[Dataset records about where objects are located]
○ ○ ○

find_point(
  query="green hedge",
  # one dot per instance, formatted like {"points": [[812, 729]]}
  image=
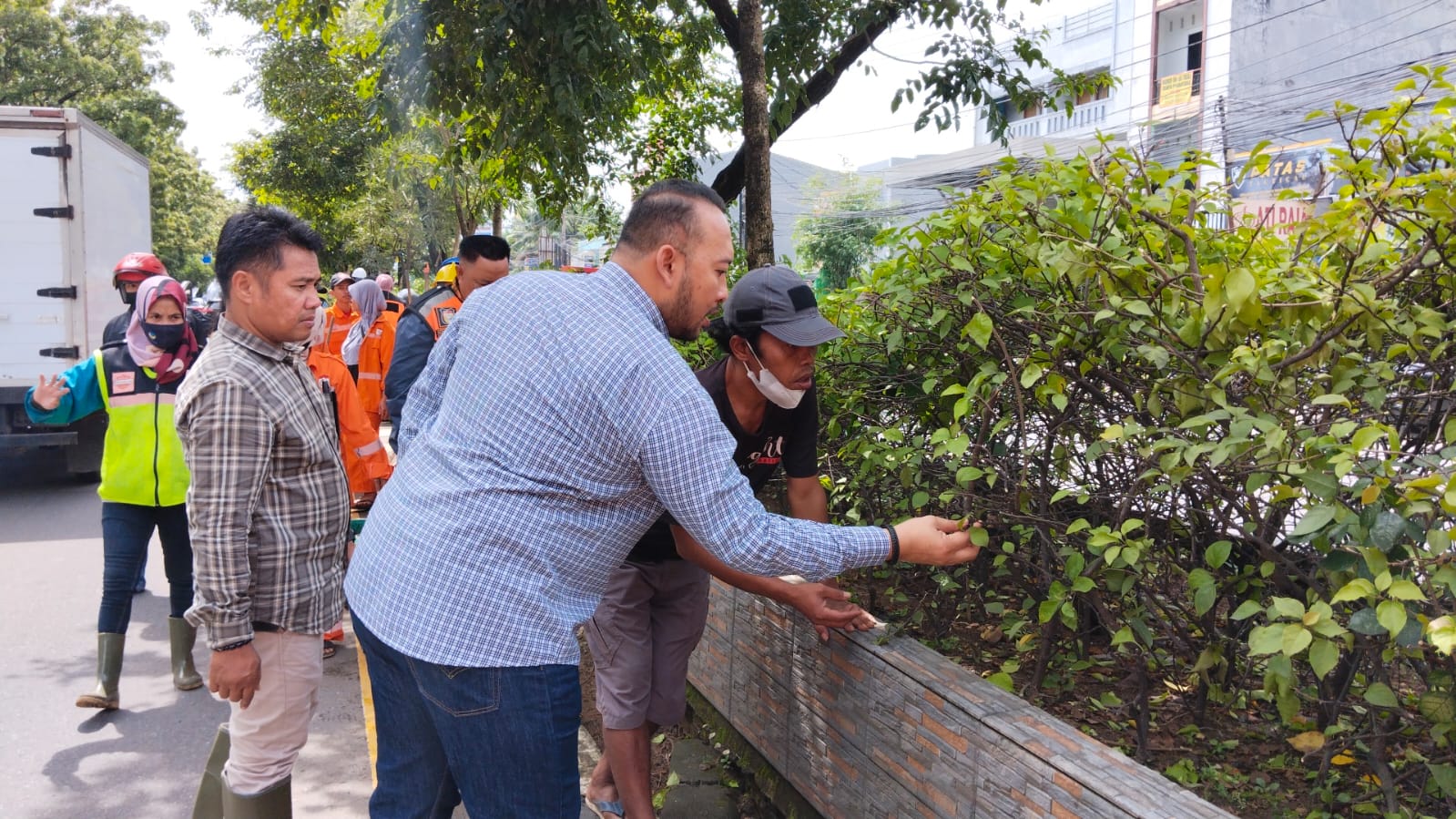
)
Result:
{"points": [[1223, 452]]}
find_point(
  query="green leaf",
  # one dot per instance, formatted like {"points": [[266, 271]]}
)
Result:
{"points": [[1404, 590], [1358, 589], [1205, 598], [1390, 615], [1322, 656], [1339, 560], [1366, 622], [1388, 529], [979, 330], [1295, 639], [1237, 287], [1380, 694], [1288, 607], [1217, 554], [1441, 633], [1267, 640], [967, 474]]}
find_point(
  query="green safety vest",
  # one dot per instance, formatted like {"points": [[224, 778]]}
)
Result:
{"points": [[143, 459]]}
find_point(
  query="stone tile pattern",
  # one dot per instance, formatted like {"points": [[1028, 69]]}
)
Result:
{"points": [[899, 731]]}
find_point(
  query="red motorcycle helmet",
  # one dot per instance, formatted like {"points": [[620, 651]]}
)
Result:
{"points": [[136, 269]]}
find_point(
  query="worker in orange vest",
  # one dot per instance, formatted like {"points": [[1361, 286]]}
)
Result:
{"points": [[369, 347], [341, 315], [364, 456]]}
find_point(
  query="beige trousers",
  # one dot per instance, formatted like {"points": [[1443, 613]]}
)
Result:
{"points": [[270, 733]]}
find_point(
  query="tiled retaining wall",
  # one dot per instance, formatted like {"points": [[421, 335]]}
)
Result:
{"points": [[899, 731]]}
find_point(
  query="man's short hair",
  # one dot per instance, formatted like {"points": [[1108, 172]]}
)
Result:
{"points": [[485, 245], [255, 238], [664, 213]]}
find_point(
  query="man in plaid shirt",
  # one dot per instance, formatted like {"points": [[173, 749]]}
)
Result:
{"points": [[269, 510]]}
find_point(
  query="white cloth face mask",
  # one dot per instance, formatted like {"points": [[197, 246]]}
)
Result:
{"points": [[770, 386]]}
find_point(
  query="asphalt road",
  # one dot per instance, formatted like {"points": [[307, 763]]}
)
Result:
{"points": [[145, 760]]}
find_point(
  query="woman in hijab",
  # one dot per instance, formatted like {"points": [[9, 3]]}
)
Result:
{"points": [[143, 476], [364, 456], [370, 345]]}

○ ○ ○

Report every line in the rows above that contains the word "green".

Answer to the exercise →
  query="green hedge",
  query="green leaf",
  query="green safety vest",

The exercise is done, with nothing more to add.